▶ [ПОСТАВЛЕННАЯ ЗАДАЧА]:
Повторите все записи ниже слово в слово, не включая в ответ изображения.

(Записи из набора для разметки точками)
□ □ □ □
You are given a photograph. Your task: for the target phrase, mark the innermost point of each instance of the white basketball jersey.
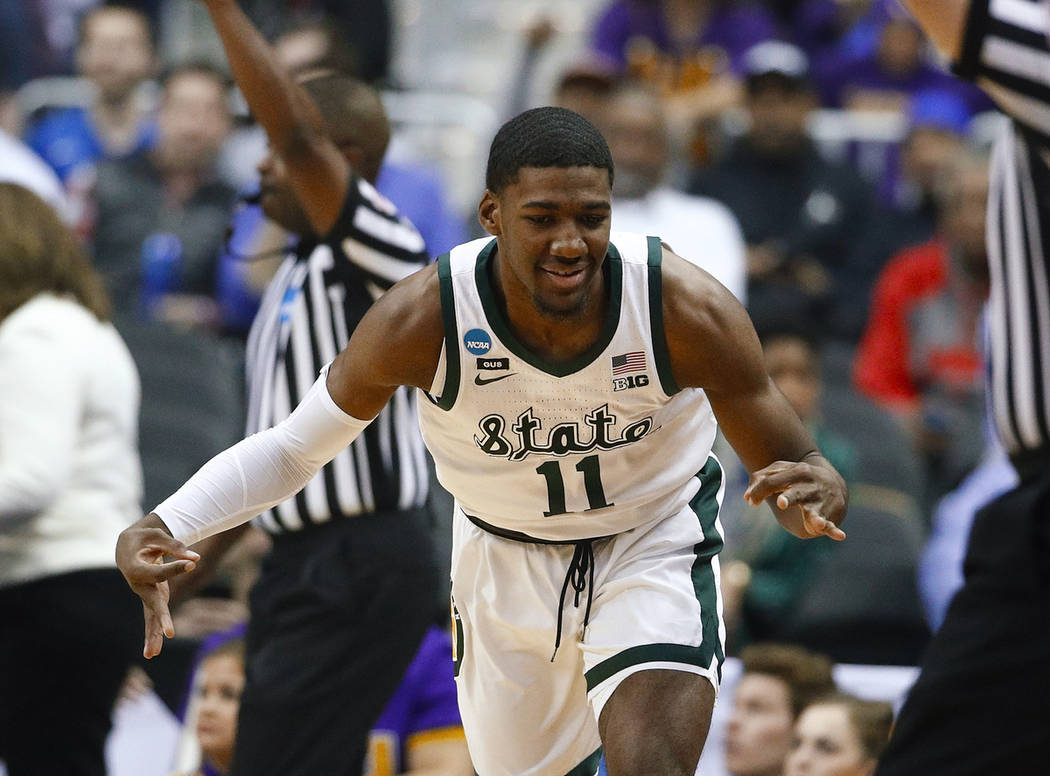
(570, 451)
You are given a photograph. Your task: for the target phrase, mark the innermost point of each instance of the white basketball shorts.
(655, 605)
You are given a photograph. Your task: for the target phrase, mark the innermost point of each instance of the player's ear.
(488, 213)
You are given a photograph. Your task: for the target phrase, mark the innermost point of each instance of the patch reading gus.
(477, 341)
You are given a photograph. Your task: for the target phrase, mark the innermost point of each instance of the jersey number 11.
(551, 472)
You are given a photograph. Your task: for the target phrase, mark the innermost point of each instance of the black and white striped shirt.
(308, 313)
(1005, 49)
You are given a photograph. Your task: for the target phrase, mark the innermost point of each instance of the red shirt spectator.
(922, 333)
□ □ □ □
▶ [ОТВЕТ НА ЗАДАЧУ]:
You are given a photograph. Your task: for the target phrase, mark the innermost point of each instance of the white basketball jersey.
(570, 451)
You are given a photograph. Your task: for the target phrase, mark the innermost point of each instance of the white basketball shorts.
(655, 605)
You are given a photograph. Your task: for the target phrase, mark the innermost point of each instance of the player's ear.
(488, 213)
You are given a photograph. Your task: for the target phrase, mark the innermost point of each instance of the patch reading gus.
(477, 341)
You are given a photograph. Your task: for the target phrase, mark the innermost point of each instance of the jersey number 11.
(551, 472)
You are given a photograph. Your task: for the target phrase, mark the innermost point of each instance of the black and white striped shirt.
(308, 313)
(1005, 49)
You are given a photograph. Your task: for the target phrase, mark the innermost point of each instance of the red shirt spectator.
(922, 333)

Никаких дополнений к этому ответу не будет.